Beginning with the line containing "the dog's leg" and ending with the last line of the records, set down every line exactly.
Segment Start: Information given
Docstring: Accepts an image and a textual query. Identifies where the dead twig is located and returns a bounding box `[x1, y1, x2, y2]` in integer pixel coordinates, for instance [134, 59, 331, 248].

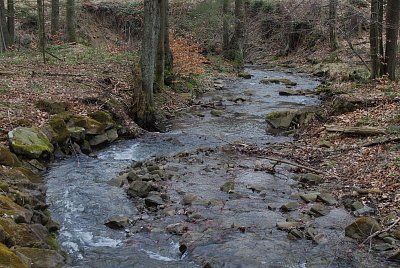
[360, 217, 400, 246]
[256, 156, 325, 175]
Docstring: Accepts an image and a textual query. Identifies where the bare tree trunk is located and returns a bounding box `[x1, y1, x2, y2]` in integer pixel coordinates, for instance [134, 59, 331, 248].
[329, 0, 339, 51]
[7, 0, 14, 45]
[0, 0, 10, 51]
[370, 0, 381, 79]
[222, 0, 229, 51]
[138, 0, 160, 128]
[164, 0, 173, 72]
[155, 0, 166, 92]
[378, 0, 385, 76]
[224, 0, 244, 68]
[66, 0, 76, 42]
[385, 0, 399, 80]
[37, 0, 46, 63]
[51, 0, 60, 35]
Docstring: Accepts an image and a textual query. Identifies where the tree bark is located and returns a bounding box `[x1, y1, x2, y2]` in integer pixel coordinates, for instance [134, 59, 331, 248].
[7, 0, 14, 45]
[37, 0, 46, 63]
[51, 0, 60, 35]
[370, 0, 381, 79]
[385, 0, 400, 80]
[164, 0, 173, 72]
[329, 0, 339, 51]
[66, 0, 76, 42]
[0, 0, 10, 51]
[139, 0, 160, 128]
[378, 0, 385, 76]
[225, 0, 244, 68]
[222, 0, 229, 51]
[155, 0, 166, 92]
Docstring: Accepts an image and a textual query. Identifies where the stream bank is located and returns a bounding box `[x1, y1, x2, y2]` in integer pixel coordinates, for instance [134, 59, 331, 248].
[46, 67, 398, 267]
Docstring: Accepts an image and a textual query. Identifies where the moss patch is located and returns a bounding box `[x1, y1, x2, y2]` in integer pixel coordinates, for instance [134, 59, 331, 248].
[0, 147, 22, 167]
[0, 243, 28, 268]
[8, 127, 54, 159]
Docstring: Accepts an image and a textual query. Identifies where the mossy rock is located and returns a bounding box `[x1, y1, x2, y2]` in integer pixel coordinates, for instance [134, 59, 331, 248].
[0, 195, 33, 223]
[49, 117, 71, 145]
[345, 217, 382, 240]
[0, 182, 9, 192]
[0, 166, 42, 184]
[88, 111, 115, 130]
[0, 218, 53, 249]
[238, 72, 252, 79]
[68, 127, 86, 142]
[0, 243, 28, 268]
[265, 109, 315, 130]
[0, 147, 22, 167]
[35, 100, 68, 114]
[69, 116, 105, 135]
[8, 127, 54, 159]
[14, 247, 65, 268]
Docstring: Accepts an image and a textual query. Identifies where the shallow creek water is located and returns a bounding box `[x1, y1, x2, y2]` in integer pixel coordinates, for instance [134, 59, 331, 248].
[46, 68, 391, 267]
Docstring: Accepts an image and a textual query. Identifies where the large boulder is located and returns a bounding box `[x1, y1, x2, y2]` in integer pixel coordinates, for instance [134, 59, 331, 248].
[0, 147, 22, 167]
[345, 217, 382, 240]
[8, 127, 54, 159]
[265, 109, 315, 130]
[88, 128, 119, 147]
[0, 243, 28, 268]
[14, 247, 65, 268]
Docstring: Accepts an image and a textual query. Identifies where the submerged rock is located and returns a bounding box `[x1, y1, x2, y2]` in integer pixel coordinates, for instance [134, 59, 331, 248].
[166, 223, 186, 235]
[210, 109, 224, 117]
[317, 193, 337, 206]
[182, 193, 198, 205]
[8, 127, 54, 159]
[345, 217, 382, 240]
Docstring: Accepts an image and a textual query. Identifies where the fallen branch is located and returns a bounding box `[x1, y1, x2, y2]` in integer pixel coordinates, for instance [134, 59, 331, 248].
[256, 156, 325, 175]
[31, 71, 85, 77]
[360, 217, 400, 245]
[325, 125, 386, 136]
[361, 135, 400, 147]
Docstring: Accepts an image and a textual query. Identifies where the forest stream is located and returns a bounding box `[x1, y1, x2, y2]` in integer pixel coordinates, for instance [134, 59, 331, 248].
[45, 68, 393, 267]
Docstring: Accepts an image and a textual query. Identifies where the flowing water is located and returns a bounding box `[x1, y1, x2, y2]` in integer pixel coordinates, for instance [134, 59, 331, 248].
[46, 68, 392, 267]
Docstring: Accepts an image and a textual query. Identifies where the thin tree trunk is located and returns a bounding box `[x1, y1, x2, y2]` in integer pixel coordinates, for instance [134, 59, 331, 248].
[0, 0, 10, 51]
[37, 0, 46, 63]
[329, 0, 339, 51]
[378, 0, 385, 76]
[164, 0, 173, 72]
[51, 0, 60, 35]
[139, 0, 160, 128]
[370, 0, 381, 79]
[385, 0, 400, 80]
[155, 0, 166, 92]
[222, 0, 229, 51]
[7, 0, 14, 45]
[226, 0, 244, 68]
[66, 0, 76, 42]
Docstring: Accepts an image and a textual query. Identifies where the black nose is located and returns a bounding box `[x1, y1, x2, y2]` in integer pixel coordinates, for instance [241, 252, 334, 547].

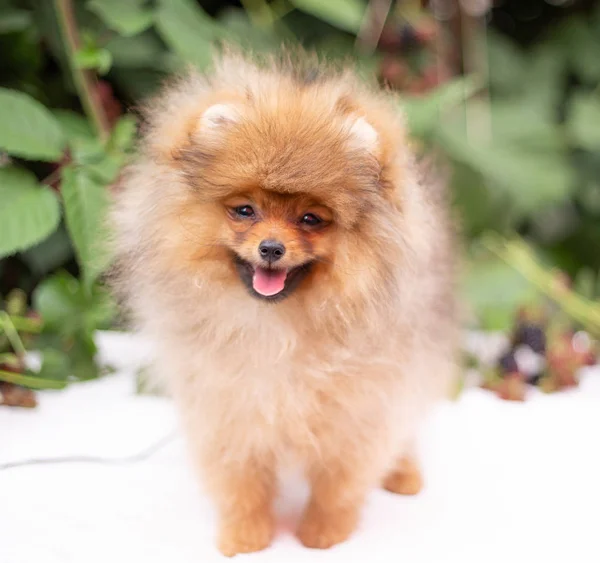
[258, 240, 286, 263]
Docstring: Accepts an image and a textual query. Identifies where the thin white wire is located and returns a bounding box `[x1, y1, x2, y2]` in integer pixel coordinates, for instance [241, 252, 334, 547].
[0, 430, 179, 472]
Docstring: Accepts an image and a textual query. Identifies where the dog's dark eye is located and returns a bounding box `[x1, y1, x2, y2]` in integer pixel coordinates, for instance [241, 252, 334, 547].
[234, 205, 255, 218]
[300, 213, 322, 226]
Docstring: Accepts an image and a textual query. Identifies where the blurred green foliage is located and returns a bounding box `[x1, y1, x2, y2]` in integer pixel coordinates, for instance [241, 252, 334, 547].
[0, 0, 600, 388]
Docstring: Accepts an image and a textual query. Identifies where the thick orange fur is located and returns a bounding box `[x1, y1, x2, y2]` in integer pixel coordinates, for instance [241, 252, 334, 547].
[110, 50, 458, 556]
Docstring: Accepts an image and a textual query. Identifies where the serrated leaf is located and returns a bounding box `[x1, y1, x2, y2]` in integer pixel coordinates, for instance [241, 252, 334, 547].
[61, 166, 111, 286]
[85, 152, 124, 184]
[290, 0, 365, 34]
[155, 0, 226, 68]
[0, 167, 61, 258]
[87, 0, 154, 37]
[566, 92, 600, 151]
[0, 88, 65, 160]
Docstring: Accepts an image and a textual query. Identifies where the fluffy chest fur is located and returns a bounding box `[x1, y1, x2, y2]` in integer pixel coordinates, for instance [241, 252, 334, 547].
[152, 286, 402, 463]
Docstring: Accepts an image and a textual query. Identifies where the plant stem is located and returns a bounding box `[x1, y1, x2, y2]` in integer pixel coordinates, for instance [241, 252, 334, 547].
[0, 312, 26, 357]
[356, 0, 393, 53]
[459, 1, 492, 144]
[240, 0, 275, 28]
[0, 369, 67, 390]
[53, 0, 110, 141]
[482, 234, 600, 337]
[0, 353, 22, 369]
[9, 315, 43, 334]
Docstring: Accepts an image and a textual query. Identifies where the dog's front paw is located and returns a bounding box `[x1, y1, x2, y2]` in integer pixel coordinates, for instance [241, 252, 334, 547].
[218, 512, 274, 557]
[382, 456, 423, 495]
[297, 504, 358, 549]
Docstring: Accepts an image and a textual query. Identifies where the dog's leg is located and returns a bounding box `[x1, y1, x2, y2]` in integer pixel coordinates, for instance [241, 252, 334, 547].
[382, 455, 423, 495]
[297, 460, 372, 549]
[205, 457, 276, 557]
Segment End: Information given
#### [Written answer]
Docstring: Accepts an image and a textual query. Identifies where the dog's leg is located and returns a bounding box `[x1, y1, x2, y2]` in integer pixel coordinates, for instance [241, 252, 334, 547].
[382, 455, 423, 495]
[297, 460, 372, 549]
[205, 457, 276, 557]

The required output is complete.